> **Records for this exercise**

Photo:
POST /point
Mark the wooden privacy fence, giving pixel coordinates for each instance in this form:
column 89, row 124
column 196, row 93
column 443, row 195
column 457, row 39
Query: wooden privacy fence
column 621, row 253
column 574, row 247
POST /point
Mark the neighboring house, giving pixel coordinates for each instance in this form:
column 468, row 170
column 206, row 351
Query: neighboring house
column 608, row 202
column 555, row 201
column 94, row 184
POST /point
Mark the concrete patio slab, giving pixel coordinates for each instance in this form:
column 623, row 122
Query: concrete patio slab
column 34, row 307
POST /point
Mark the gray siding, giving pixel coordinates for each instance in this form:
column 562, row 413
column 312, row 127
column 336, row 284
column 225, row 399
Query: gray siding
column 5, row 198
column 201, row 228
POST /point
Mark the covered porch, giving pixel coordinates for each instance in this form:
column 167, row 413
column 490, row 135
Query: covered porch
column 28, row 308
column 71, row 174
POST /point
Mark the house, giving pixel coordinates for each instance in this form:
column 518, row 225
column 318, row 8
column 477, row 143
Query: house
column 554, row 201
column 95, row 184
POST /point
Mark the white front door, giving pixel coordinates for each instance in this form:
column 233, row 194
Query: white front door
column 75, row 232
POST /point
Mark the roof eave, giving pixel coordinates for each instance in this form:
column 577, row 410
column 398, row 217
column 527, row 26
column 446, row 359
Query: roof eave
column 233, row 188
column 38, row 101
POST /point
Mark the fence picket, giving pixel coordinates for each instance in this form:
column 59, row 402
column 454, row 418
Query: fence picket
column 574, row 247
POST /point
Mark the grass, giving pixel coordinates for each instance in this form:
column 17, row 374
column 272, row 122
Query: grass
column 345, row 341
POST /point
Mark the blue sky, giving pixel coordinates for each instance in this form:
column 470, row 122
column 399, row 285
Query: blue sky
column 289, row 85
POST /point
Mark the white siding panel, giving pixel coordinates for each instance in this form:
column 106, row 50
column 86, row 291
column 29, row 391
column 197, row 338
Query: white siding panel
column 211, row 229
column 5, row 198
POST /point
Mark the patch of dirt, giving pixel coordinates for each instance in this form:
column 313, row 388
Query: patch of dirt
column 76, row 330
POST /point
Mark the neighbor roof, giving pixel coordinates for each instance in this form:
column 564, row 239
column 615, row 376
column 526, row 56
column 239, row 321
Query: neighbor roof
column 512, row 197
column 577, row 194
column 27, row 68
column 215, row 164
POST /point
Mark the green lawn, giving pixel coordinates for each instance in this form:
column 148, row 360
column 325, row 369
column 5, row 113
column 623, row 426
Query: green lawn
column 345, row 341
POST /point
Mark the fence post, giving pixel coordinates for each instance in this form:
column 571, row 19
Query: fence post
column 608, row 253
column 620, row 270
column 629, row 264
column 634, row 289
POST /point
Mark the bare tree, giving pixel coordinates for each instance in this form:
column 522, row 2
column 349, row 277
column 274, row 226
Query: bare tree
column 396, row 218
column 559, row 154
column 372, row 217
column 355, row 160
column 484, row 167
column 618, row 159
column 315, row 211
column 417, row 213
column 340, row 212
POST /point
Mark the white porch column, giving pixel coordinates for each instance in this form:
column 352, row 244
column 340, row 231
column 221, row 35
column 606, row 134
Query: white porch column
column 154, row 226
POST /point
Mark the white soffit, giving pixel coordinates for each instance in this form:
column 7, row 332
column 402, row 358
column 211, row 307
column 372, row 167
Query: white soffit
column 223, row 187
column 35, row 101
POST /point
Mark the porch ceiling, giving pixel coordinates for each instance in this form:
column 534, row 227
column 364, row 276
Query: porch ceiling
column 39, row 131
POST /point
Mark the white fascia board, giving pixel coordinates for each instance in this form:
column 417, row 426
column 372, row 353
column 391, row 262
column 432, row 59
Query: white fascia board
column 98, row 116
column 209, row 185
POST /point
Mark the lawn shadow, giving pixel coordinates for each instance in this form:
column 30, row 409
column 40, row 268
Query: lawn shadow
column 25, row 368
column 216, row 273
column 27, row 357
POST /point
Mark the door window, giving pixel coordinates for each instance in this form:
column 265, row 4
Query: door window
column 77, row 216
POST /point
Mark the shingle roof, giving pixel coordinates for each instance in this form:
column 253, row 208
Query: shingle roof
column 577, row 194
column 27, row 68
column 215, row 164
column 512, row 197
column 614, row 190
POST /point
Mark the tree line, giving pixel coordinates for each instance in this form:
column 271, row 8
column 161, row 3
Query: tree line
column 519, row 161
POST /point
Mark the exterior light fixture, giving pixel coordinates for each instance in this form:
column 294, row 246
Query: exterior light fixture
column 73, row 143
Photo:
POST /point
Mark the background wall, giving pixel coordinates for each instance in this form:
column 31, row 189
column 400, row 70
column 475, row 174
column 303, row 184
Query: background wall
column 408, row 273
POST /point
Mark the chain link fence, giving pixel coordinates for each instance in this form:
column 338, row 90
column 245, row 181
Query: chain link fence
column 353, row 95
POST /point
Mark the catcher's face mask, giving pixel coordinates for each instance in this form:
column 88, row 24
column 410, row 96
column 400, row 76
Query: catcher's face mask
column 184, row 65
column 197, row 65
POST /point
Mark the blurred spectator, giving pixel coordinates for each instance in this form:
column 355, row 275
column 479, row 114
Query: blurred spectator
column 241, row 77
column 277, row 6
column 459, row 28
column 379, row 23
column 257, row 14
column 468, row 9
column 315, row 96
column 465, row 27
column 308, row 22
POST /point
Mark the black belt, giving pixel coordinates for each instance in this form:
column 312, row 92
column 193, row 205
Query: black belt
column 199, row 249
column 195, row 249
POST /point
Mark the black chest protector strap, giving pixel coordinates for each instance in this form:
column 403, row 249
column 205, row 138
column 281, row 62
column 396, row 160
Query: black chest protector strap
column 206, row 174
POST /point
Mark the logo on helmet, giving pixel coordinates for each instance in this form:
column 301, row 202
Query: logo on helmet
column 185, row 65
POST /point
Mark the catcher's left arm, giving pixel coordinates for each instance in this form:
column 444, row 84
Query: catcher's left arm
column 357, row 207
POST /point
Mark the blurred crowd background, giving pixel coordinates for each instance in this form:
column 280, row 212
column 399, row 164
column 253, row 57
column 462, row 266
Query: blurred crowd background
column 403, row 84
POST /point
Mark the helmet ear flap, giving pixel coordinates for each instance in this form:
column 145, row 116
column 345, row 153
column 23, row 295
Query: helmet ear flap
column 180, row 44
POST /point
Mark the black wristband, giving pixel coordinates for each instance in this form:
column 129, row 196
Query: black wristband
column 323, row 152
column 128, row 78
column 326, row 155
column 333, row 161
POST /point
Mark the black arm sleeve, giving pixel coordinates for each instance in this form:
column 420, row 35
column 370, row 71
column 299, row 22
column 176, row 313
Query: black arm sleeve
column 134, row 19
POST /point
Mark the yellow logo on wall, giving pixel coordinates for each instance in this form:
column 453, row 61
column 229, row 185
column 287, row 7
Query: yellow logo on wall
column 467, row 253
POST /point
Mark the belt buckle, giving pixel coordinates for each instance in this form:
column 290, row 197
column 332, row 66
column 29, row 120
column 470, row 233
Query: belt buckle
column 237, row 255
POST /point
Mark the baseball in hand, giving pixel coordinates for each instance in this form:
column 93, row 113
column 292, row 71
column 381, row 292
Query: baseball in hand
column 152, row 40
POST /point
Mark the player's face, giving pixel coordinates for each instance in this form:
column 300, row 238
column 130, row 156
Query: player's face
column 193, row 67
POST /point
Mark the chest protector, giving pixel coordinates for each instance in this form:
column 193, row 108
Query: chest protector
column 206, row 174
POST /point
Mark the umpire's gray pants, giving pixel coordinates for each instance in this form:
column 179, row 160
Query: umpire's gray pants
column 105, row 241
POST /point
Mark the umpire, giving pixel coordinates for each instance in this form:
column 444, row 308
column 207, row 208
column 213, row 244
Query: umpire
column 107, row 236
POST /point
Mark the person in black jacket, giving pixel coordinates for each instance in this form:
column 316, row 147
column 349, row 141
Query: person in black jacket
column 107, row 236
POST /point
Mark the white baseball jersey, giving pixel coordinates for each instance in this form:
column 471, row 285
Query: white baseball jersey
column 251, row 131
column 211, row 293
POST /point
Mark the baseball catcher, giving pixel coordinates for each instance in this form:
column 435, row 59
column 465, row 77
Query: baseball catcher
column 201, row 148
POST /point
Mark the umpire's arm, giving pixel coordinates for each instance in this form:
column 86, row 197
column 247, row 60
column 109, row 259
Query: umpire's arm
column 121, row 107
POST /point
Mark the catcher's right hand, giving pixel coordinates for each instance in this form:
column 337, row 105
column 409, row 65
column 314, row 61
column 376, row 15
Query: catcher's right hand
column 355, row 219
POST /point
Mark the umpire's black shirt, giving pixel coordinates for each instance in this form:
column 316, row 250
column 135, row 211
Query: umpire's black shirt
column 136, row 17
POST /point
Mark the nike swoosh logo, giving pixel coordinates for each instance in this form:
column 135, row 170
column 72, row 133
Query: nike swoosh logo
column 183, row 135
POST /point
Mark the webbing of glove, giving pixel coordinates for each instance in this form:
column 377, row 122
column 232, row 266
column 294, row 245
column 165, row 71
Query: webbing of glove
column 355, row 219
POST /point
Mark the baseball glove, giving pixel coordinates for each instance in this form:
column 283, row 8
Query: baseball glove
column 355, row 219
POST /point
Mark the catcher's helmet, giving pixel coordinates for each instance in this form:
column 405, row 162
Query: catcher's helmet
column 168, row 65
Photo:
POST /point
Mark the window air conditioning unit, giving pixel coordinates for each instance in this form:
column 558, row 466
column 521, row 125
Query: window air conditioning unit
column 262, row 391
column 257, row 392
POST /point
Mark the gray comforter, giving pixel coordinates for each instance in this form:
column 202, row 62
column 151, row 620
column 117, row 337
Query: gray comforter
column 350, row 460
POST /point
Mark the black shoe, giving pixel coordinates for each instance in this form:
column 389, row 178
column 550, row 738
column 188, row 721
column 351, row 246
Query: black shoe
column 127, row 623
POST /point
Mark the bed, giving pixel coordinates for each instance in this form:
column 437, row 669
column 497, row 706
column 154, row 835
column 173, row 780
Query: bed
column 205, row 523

> **What is required**
Transcribe the opening lines of the listing exactly, please. Stop after the line that contains "column 206, row 351".

> **Task output**
Photo:
POST /point
Mark the wooden privacy fence, giving pixel coordinates for each instance in this form:
column 89, row 124
column 196, row 93
column 443, row 195
column 457, row 39
Query: wooden privacy fence
column 621, row 253
column 574, row 247
POST /point
Mark the neighboring house, giving pixel coordinates for each instance in this form:
column 468, row 170
column 206, row 351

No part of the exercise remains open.